#### Instructions to follow:
Of the entries below, return exactly those lines that fall between the one containing "# indicate a dot on each instance of the road" and the one containing "# indicate a dot on each instance of the bridge arch", the two end lines included.

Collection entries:
★ ★ ★ ★ ★ ★ ★

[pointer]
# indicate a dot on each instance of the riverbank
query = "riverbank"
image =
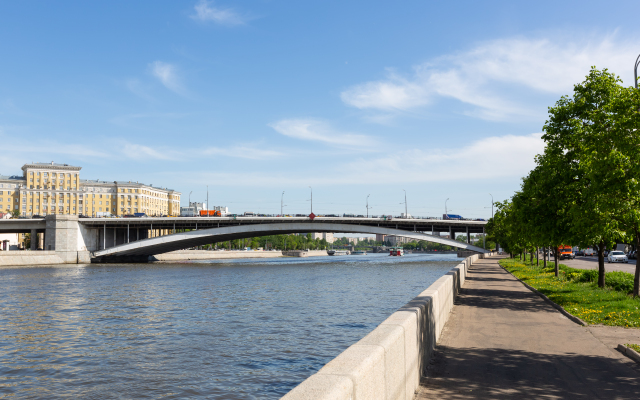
(576, 291)
(503, 341)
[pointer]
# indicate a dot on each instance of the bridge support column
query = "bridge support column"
(63, 236)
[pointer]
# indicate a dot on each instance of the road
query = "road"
(592, 263)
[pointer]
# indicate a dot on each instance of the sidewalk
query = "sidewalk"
(503, 342)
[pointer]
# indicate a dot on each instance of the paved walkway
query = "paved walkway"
(504, 342)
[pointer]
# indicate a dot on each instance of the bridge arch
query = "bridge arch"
(183, 240)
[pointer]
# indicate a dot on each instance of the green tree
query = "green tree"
(593, 134)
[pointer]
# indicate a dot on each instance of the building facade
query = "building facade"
(50, 188)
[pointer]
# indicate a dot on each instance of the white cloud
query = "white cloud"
(318, 131)
(251, 153)
(138, 151)
(499, 157)
(498, 76)
(488, 158)
(167, 75)
(223, 16)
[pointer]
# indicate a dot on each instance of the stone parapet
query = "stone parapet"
(387, 363)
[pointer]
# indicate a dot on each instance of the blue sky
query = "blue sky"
(442, 99)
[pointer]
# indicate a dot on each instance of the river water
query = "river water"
(227, 329)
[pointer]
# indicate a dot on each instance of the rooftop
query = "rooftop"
(51, 164)
(12, 177)
(123, 183)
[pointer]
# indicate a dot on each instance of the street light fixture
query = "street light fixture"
(368, 205)
(635, 72)
(491, 204)
(406, 214)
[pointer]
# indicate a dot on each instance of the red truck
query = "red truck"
(565, 251)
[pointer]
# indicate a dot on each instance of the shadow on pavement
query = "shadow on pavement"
(508, 374)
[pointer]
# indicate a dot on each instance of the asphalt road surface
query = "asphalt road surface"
(592, 263)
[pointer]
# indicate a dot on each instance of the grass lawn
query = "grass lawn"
(576, 290)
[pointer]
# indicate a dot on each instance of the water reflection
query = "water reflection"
(237, 329)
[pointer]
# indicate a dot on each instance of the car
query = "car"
(617, 256)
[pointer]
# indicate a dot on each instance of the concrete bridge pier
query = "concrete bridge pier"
(69, 241)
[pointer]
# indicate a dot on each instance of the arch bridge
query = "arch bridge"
(135, 239)
(190, 232)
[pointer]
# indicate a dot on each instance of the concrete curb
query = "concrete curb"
(549, 301)
(387, 363)
(629, 352)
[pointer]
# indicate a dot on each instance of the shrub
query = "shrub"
(590, 275)
(620, 281)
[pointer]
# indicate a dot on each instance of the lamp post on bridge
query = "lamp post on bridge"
(282, 203)
(491, 204)
(406, 213)
(368, 205)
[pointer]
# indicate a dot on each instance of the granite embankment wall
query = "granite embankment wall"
(387, 363)
(25, 257)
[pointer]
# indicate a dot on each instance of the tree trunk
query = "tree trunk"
(601, 272)
(636, 278)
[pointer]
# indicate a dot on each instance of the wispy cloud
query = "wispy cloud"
(319, 131)
(205, 11)
(142, 152)
(251, 153)
(167, 74)
(496, 77)
(497, 157)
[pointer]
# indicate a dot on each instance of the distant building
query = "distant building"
(9, 241)
(193, 210)
(398, 240)
(50, 188)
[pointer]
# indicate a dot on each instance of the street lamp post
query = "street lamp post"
(406, 213)
(635, 72)
(368, 205)
(491, 204)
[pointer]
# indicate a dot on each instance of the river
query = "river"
(228, 329)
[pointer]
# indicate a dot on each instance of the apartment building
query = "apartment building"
(50, 188)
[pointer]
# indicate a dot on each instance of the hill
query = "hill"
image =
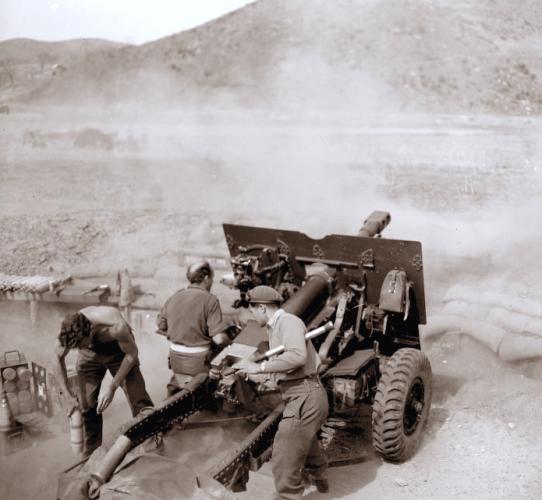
(439, 55)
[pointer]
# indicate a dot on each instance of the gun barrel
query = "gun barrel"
(309, 335)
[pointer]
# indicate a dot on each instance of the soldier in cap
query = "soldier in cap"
(191, 319)
(104, 342)
(296, 449)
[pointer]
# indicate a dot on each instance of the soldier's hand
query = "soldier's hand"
(245, 366)
(105, 397)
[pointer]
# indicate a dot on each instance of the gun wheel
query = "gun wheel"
(401, 405)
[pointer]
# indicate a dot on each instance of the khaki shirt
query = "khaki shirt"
(191, 317)
(299, 359)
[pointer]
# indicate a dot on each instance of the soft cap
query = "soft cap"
(264, 295)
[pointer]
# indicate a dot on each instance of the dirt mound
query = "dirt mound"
(441, 56)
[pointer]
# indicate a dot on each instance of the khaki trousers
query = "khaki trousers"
(296, 446)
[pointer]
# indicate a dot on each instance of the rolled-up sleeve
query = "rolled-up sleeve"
(214, 317)
(161, 320)
(291, 334)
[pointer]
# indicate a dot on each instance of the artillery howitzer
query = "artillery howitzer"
(362, 297)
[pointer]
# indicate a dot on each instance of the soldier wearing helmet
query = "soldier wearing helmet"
(295, 370)
(191, 319)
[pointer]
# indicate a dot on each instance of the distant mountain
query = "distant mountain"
(439, 55)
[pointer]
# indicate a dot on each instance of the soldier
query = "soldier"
(295, 370)
(191, 319)
(105, 342)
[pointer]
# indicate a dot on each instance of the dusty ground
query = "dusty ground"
(468, 188)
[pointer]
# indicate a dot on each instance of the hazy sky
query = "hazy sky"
(134, 21)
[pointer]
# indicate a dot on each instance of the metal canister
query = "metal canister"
(76, 431)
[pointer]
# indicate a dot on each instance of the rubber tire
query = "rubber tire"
(404, 369)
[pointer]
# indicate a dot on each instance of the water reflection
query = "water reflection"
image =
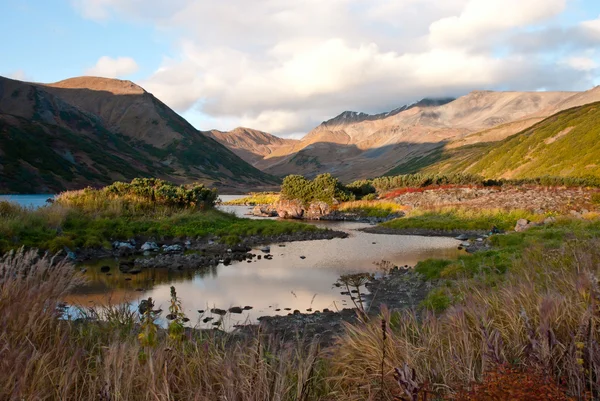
(271, 287)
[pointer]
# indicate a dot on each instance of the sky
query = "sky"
(283, 66)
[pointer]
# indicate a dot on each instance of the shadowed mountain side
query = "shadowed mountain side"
(565, 144)
(348, 162)
(56, 138)
(253, 146)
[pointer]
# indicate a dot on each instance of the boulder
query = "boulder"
(150, 246)
(123, 246)
(175, 248)
(264, 211)
(522, 225)
(218, 311)
(289, 209)
(316, 210)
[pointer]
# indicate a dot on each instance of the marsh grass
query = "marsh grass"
(255, 198)
(371, 208)
(455, 218)
(87, 220)
(542, 316)
(45, 358)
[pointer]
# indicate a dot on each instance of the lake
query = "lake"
(300, 276)
(279, 286)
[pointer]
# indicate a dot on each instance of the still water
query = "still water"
(33, 201)
(279, 286)
(300, 276)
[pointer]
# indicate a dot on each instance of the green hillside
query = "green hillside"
(566, 144)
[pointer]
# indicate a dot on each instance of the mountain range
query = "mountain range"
(356, 145)
(91, 131)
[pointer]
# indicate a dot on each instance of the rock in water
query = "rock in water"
(150, 246)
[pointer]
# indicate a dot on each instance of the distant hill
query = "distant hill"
(256, 147)
(356, 145)
(566, 144)
(93, 131)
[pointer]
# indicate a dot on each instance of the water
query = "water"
(33, 201)
(286, 281)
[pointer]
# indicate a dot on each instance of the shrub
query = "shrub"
(139, 195)
(362, 188)
(324, 188)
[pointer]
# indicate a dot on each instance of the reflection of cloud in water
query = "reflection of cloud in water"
(287, 281)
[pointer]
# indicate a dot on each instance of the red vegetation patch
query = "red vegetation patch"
(409, 190)
(510, 384)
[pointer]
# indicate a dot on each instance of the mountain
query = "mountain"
(93, 131)
(358, 145)
(564, 144)
(256, 147)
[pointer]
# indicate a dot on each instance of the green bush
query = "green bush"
(362, 188)
(324, 188)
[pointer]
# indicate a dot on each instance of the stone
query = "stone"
(175, 248)
(289, 209)
(264, 211)
(317, 210)
(150, 247)
(522, 225)
(123, 246)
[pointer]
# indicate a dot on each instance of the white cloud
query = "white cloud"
(481, 18)
(113, 67)
(19, 75)
(284, 66)
(581, 63)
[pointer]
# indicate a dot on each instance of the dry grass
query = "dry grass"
(545, 316)
(374, 208)
(45, 358)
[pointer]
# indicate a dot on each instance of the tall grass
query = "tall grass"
(456, 218)
(544, 316)
(256, 198)
(372, 208)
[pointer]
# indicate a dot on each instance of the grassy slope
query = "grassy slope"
(530, 153)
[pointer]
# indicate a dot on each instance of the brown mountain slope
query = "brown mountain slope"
(256, 147)
(92, 131)
(356, 145)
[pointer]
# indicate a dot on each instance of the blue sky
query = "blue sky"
(285, 66)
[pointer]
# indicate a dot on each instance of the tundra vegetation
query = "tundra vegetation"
(519, 320)
(148, 208)
(526, 329)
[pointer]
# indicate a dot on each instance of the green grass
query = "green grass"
(490, 266)
(371, 208)
(55, 227)
(461, 219)
(255, 198)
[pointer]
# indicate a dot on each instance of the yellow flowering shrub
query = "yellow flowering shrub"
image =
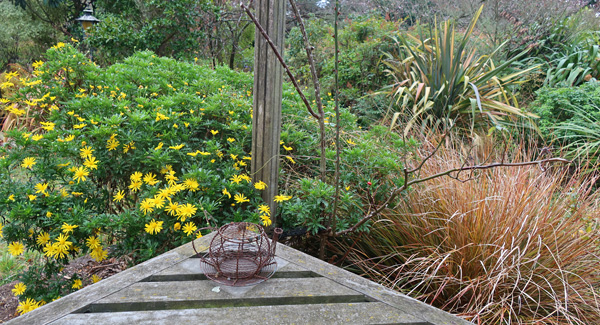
(137, 157)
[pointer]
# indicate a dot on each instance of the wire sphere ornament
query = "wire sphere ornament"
(240, 254)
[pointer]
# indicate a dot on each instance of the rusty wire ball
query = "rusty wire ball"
(240, 254)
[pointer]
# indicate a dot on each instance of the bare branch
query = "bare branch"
(406, 185)
(278, 55)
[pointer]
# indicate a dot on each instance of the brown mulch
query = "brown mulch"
(84, 266)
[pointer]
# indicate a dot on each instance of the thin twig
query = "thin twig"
(278, 55)
(333, 217)
(406, 185)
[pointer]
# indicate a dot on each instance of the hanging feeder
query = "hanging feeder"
(240, 254)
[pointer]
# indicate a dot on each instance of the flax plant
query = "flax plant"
(439, 81)
(511, 246)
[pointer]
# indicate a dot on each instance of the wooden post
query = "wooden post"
(268, 82)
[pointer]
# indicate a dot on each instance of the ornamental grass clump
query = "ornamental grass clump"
(511, 246)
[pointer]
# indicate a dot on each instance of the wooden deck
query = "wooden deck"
(170, 289)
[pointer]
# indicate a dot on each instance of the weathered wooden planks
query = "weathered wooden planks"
(170, 289)
(351, 313)
(268, 83)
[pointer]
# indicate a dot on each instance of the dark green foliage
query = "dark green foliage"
(557, 105)
(362, 41)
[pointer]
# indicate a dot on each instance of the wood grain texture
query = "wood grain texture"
(268, 81)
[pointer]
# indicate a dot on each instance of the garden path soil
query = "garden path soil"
(85, 266)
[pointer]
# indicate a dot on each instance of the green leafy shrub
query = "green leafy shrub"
(135, 157)
(164, 27)
(362, 41)
(558, 105)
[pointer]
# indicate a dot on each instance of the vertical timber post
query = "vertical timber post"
(268, 83)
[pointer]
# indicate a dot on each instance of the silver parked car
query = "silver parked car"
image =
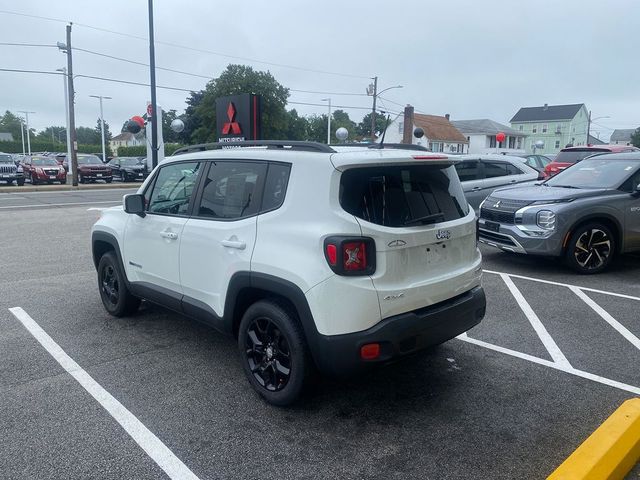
(586, 214)
(482, 174)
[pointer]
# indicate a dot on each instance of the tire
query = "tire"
(116, 297)
(274, 352)
(591, 248)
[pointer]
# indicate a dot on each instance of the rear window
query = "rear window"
(399, 196)
(573, 156)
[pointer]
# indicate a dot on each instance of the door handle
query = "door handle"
(169, 235)
(234, 244)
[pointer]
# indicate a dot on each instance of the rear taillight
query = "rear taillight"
(351, 255)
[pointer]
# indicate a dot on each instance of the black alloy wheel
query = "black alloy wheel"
(591, 249)
(268, 354)
(115, 295)
(274, 352)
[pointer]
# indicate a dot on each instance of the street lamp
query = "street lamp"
(328, 121)
(66, 112)
(26, 114)
(373, 91)
(104, 153)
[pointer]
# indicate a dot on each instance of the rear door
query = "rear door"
(218, 239)
(423, 230)
(470, 174)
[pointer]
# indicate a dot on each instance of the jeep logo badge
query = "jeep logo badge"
(397, 243)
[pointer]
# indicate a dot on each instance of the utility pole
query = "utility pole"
(26, 114)
(373, 109)
(66, 112)
(22, 135)
(104, 149)
(328, 121)
(73, 161)
(152, 69)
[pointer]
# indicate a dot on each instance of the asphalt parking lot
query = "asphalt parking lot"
(84, 395)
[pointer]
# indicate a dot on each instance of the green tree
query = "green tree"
(363, 130)
(237, 79)
(107, 132)
(635, 138)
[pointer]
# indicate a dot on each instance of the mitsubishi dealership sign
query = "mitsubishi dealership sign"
(239, 118)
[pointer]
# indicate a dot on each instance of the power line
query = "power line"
(200, 50)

★ ★ ★ ★ ★ ★ ★

#### Exercise solution:
# indicate a dot on each instance of the road
query = "road"
(592, 263)
[pointer]
# indicate a dot on each instance of the sidewalk
query = "sidewalk"
(503, 342)
[pointer]
# indicate a dot on each instance of the paved walkway
query = "paved walkway"
(504, 342)
[pointer]
# indicate a dot on each instance of the bridge arch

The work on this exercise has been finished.